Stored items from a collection
===
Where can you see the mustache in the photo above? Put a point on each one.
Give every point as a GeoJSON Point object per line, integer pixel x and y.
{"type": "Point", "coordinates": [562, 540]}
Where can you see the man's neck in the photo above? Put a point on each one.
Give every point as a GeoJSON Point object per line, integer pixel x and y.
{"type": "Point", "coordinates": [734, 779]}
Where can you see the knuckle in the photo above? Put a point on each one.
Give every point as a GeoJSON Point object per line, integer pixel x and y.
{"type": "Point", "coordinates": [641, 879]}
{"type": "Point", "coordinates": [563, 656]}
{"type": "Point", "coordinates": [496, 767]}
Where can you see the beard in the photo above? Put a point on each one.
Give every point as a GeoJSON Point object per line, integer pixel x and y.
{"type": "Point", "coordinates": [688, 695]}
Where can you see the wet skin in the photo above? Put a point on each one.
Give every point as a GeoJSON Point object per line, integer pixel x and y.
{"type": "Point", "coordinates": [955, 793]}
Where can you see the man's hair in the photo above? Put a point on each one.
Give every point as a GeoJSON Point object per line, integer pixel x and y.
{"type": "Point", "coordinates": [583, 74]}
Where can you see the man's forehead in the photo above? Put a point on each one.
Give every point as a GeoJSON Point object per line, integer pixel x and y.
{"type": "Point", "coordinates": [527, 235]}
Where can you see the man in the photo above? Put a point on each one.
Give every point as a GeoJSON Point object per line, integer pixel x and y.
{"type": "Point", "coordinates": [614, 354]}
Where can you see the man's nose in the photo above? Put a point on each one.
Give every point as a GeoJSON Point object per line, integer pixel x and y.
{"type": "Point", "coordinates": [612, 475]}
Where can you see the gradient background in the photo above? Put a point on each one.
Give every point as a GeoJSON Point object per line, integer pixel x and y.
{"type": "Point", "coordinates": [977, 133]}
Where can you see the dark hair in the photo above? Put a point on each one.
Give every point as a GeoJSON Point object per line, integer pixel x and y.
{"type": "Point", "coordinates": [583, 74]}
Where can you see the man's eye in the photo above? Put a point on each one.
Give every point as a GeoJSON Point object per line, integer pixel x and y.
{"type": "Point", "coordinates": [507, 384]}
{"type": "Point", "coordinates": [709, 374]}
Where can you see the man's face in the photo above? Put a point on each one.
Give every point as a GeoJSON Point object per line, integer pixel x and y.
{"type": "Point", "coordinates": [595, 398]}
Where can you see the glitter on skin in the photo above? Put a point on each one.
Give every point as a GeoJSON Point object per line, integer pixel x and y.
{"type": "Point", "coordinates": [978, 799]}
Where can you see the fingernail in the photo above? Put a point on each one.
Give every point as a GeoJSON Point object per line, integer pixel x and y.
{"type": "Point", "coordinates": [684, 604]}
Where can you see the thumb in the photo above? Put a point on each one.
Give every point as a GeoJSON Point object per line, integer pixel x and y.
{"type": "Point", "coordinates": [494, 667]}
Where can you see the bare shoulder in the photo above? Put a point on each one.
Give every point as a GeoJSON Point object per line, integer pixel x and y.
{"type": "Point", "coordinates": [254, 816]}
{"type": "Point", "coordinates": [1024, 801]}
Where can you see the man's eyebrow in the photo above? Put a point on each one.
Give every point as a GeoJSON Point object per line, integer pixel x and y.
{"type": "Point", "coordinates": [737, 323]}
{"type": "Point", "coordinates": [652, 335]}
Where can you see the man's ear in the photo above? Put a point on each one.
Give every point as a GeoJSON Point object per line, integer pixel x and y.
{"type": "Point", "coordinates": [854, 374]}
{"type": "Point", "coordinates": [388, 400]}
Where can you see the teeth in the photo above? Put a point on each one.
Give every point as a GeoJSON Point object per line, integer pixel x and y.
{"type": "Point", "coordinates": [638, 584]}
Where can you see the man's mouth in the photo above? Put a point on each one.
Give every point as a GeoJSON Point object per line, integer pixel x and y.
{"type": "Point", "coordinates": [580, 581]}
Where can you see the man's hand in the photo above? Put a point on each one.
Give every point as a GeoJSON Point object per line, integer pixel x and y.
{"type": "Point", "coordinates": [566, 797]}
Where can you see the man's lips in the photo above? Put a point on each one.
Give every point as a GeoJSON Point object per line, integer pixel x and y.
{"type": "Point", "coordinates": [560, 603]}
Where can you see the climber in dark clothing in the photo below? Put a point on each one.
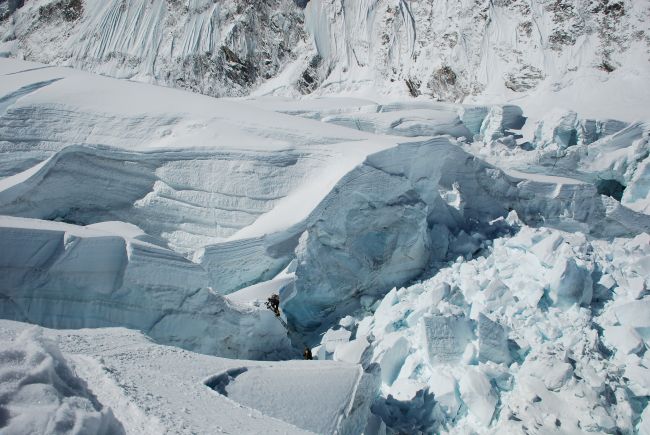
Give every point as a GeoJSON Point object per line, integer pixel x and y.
{"type": "Point", "coordinates": [273, 304]}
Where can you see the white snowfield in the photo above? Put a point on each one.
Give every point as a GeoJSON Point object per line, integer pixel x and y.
{"type": "Point", "coordinates": [82, 379]}
{"type": "Point", "coordinates": [516, 248]}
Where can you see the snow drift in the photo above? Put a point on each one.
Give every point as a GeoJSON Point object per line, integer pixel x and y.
{"type": "Point", "coordinates": [40, 392]}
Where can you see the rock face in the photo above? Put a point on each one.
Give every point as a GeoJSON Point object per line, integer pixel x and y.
{"type": "Point", "coordinates": [445, 50]}
{"type": "Point", "coordinates": [214, 48]}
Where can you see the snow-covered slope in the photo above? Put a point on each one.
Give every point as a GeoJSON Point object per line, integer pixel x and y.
===
Render all of the lines above as a numbered list, omitting any blank lines. Leave the pictures out of your answer.

§ **Task solution**
1. Where can you see the mustache in the photo above? Put a point on each one.
2. Give every point as a GeoJSON Point object per line, integer pixel x and y.
3. {"type": "Point", "coordinates": [562, 540]}
4. Where can you see the man's neck in the photo above? Put a point on each one.
5. Give every point as a GeoJSON Point object per line, integer pixel x and y.
6. {"type": "Point", "coordinates": [734, 779]}
7. Where can you see the knuckle in the photo above? Put a point on each one.
8. Give every point as a GeoJSON Point object per line, integer pixel x and y.
9. {"type": "Point", "coordinates": [641, 879]}
10. {"type": "Point", "coordinates": [563, 656]}
11. {"type": "Point", "coordinates": [496, 767]}
12. Where can you see the beard in the photo above? Put a point on each one.
13. Give every point as a GeoJSON Point object per line, integer pixel x and y.
14. {"type": "Point", "coordinates": [688, 695]}
15. Where can you see the wet skin in the photo above? Put a point on each one.
16. Give every point as a GeoJSON Point object per line, integer pixel x and y.
17. {"type": "Point", "coordinates": [955, 793]}
18. Where can you see the man's hair in the photo above? Put a point on each one.
19. Give every point as a GeoJSON Point object per line, integer pixel x and y.
20. {"type": "Point", "coordinates": [583, 74]}
21. Where can you see the man's forehead in the photo above? Put a point on each one.
22. Give every point as a GeoJSON Point object per line, integer pixel x and y.
23. {"type": "Point", "coordinates": [527, 235]}
24. Where can you see the man in the photo above? Put a point on each one.
25. Give every point as a GeoJSON Point object per line, integer pixel x and y.
26. {"type": "Point", "coordinates": [614, 354]}
27. Where can you see the man's nose in the photo above? Put a point on each one.
28. Give every point as a GeoJSON Point object per line, integer pixel x and y.
29. {"type": "Point", "coordinates": [612, 475]}
30. Where can you see the gradient background in the photo above? Put a point on each one.
31. Give every point as a GeoJSON Point object per line, integer pixel x and y.
32. {"type": "Point", "coordinates": [977, 133]}
33. Where can you see the dark hair in the photo above? Put a point on each one.
34. Give every point as a GeoJSON Point object per line, integer pixel x and y.
35. {"type": "Point", "coordinates": [583, 74]}
36. Where can you see the man's eye in the photo above? Put a point on each one.
37. Give every point as a GeoJSON Point object per line, integer pixel x and y.
38. {"type": "Point", "coordinates": [507, 384]}
39. {"type": "Point", "coordinates": [709, 374]}
40. Where can you see the man's face in the photo above? Put a point on each one.
41. Give every point as a GeoJSON Point object per line, integer pixel x and y.
42. {"type": "Point", "coordinates": [595, 398]}
43. Where can you see the glitter on skin in the photo above? Put a point on each one.
44. Give every point as a GeoJSON Point object per line, integer pixel x and y.
45. {"type": "Point", "coordinates": [978, 799]}
46. Where can you see the fingernail in the photo above? Put a point on each one.
47. Give every point as a GeoJSON Point object per line, integer pixel x and y.
48. {"type": "Point", "coordinates": [684, 604]}
49. Where can you see the thumb in the photo above? Put a point on each one.
50. Give every point as a GeoJSON Point object per line, integer pixel x and y.
51. {"type": "Point", "coordinates": [494, 667]}
52. Where can you see the bare shoulder in the photo above? Put a point on each one.
53. Give every point as a GeoJSON Point object per line, integer pixel x and y.
54. {"type": "Point", "coordinates": [254, 816]}
55. {"type": "Point", "coordinates": [1024, 801]}
56. Where can you see the man's eyebrow in the photo above? Put a point on each one.
57. Give every point as a GeoJSON Point object per line, integer pixel x and y.
58. {"type": "Point", "coordinates": [737, 323]}
59. {"type": "Point", "coordinates": [652, 335]}
60. Where can you see the man's ear in the photo above? Put a point on each one.
61. Give every point as a GeoJSON Point object per line, integer pixel x and y.
62. {"type": "Point", "coordinates": [854, 374]}
63. {"type": "Point", "coordinates": [388, 400]}
64. Where can you see the teeth in the photo above? Put a point on each one.
65. Give every point as a GeoJSON Point object per line, integer pixel x and y.
66. {"type": "Point", "coordinates": [638, 584]}
67. Where can you see the man's mouth in the photo above? Put a point on each one.
68. Give every point as a GeoJSON Point object per line, integer pixel x and y.
69. {"type": "Point", "coordinates": [580, 581]}
70. Where can you see the man's hand in the photo above? Put a point on each one.
71. Give every point as a GeoJSON Point object per line, integer pixel x and y.
72. {"type": "Point", "coordinates": [566, 797]}
73. Where can you see the man's lips in the photo above? Put a point on each one.
74. Give every point as a GeoJSON Point object per line, integer pixel x and y.
75. {"type": "Point", "coordinates": [560, 603]}
76. Where can you see the climber in dark clothing in the photo below? Put a point on each one.
77. Give every point as a GeoJSON Point object per line, integer pixel x and y.
78. {"type": "Point", "coordinates": [273, 304]}
79. Where can you see the white snowfield in the photo above? Put a point on each one.
80. Give every point as a GeoJSON Point object per line, integer pixel x and y.
81. {"type": "Point", "coordinates": [82, 379]}
82. {"type": "Point", "coordinates": [516, 248]}
83. Where can you see the snow drift in the photo above? Put a point on each one.
84. Give every point as a GeoJSON Point object per line, integer pixel x and y.
85. {"type": "Point", "coordinates": [40, 392]}
86. Where can you see the rock face in the photo above? Put a point on each one.
87. Give every point as a GeoJSON Point object per line, integer pixel x and y.
88. {"type": "Point", "coordinates": [445, 50]}
89. {"type": "Point", "coordinates": [214, 48]}
90. Where can you see the snow-covered slope in the photo above? Put a point on each one.
91. Give every point as a GeoJSON Point object per line, integer pixel x and y.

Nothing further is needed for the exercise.